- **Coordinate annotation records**

· · · · · · ·

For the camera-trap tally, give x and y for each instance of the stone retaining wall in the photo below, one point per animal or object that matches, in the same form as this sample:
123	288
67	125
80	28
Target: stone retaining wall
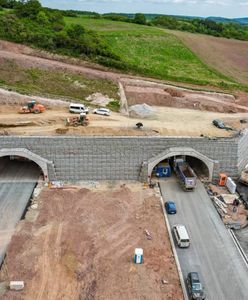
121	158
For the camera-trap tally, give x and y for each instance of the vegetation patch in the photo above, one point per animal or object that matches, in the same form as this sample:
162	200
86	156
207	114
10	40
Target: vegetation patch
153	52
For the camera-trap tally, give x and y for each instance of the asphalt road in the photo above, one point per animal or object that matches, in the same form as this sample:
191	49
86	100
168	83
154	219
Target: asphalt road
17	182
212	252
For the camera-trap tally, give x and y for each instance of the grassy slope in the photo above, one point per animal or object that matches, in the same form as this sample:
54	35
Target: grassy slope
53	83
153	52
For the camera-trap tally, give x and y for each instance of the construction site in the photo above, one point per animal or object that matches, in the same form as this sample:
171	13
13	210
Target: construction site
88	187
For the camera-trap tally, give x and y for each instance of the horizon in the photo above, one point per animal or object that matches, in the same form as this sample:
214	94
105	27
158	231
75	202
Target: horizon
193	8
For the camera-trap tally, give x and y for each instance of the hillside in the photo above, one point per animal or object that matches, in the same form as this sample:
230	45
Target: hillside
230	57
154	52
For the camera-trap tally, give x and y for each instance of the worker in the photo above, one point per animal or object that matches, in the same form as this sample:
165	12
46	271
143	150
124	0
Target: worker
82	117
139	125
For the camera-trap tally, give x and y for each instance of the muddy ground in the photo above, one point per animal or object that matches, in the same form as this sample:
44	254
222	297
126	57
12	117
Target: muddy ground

· · · · · · ·

- **Directions for this task**
Edit the rows from the line containing "of the muddy" through the end of the rows, replacing "muddy ground" with "wet gravel" and leaving everything else unchanged.

- **Final result**
For the camera-trap tally, give x and y for each instance of the wet gravel in the photo above, one point per animal or object that matches, in the same form as this sample:
44	254
222	297
126	57
12	117
Target: wet gravel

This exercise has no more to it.